== Records for the task

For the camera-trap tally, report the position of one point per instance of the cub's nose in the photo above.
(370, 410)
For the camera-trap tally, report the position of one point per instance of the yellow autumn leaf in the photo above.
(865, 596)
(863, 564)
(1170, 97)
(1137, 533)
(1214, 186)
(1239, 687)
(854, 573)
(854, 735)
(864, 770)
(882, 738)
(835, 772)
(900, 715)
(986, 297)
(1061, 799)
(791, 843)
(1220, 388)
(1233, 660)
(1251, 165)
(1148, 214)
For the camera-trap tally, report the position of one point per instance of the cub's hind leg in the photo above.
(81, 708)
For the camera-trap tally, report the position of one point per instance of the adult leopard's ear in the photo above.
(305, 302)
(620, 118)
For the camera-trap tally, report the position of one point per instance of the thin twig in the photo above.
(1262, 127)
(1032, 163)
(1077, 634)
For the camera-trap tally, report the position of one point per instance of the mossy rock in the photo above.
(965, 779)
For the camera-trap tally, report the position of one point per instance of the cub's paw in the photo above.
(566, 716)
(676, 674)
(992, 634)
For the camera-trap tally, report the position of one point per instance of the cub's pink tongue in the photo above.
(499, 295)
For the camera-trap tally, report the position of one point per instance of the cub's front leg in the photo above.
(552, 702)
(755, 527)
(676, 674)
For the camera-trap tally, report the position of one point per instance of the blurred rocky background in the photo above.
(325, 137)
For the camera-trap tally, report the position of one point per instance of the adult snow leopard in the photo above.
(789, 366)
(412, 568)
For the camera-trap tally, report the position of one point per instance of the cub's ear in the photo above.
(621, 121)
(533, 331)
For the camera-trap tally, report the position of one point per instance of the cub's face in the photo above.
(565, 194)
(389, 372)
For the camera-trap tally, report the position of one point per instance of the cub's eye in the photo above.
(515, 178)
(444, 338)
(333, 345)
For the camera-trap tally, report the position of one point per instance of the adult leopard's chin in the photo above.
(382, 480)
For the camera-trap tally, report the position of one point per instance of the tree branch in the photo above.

====

Exercise aim —
Each record above has to be printed again, word for word.

Output of the task —
For the camera-trap tally, report the position of one point per instance of the cub's nose in the photo above.
(370, 410)
For the camera-trap tally, report the position of one point per instance of the yellow autumn leaf in the photo above.
(865, 596)
(863, 564)
(1170, 97)
(1137, 533)
(1214, 186)
(1239, 687)
(854, 573)
(854, 735)
(864, 770)
(882, 738)
(835, 772)
(900, 715)
(986, 297)
(1061, 799)
(791, 843)
(1220, 388)
(1233, 660)
(1251, 165)
(1148, 214)
For the camera-trap tally, report the position of one point per instance of the cub's hind leg in the photo above.
(81, 708)
For the camera-trap tally, report the position of one point per instance of the adult leopard's ear in the photo above.
(305, 302)
(620, 118)
For the camera-trap tally, report the position of one point per instance of the thin twig in the photo above.
(1262, 127)
(1032, 163)
(1077, 634)
For the camera-trap tally, report the position of one point per instance of the mossy rock in the photo above.
(965, 779)
For the camera-trap tally, report the position of one point per instance of the cub's paw in the photo above.
(566, 716)
(676, 674)
(992, 634)
For the camera-trap tally, report the position of one point per instance of the cub's pink tongue in the photo above.
(499, 295)
For the camera-trap tally, report the position of one point per instance of the cub's front leg in the photo above.
(552, 702)
(755, 527)
(676, 674)
For the camera-trap tally, report the position of one point per instance of the blurred rocky background in the photo above.
(325, 137)
For the camera-trap tally, report the position of one point per instance of the adult snow leopard in the photo above.
(789, 366)
(412, 568)
For the camera-trap tally, report the position of one point per instance of the cub's ear in the photo above.
(621, 121)
(533, 331)
For the camera-trap tally, report the position of one point per instance of the cub's face in the photo above.
(565, 194)
(389, 372)
For the camera-trap tally, report the position of one point per instance of the cub's eye in the photo above.
(515, 178)
(444, 338)
(333, 345)
For the camera-trap tally, report the position of one point per instance of the adult leopard's chin in the photo above.
(382, 480)
For the camera-trap tally, report the position of one point per instance of the tree branch in the photo above.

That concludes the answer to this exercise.